__The request__. Copy out the rows word for word, starting at the line that has "Can you find the green" and ending with the last line of the rows.

__Extracted information__.
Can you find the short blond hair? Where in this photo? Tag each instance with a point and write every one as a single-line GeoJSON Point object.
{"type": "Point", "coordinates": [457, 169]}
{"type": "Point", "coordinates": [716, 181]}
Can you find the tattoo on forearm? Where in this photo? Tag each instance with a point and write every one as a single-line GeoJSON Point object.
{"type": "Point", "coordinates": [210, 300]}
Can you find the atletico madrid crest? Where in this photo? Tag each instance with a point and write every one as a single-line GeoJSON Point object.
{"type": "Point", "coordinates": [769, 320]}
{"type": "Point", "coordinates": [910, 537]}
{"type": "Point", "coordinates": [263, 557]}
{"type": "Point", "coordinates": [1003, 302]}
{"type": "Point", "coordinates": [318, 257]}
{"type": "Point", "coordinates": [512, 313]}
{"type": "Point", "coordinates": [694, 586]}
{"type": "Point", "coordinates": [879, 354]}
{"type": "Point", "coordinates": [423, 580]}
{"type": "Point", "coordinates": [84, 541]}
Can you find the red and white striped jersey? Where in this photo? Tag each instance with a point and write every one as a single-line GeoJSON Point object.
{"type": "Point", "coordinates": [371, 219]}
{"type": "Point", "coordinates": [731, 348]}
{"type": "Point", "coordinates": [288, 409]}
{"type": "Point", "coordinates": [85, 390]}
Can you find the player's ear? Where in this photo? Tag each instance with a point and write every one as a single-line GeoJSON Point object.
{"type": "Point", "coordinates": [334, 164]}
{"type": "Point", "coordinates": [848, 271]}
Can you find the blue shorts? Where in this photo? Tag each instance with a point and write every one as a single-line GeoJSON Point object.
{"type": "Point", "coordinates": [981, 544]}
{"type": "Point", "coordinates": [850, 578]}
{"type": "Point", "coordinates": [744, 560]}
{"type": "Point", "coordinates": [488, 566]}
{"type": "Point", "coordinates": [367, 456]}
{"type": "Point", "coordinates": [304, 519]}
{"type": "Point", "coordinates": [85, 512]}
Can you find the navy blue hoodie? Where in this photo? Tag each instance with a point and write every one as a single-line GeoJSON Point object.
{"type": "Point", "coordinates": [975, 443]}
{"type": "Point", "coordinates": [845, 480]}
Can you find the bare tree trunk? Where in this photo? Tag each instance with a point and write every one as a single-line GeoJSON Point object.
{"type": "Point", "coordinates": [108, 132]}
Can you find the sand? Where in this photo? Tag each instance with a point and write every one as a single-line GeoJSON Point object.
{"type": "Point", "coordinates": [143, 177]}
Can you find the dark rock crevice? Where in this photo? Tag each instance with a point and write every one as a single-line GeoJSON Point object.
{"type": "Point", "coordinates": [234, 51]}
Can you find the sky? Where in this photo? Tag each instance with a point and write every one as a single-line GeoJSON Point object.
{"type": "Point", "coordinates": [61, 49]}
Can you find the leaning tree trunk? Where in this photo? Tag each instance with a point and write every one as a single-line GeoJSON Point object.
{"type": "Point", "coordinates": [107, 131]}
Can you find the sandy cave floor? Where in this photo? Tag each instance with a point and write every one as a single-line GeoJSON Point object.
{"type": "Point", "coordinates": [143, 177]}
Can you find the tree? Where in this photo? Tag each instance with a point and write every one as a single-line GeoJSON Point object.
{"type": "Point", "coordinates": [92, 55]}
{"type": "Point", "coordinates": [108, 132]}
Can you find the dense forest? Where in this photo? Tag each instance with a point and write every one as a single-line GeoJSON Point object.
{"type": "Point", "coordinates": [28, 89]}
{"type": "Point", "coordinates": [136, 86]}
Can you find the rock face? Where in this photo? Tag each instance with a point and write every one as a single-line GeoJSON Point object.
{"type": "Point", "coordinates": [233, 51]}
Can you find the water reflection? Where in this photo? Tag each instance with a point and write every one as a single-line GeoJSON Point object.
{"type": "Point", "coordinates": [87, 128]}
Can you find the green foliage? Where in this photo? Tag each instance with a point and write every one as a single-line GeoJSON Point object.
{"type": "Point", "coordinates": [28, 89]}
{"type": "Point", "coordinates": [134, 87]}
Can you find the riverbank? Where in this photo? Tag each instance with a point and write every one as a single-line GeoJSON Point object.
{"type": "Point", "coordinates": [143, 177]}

__Solution to this task__.
Can you find the green foliage? Where in this photo? Tag each instance with a point and write every one as a single-line GeoJSON Point object.
{"type": "Point", "coordinates": [28, 89]}
{"type": "Point", "coordinates": [134, 87]}
Can you find the riverbank? Where in this photo? Tag each instance with a point and write every one as a single-line GeoJSON Point object.
{"type": "Point", "coordinates": [143, 177]}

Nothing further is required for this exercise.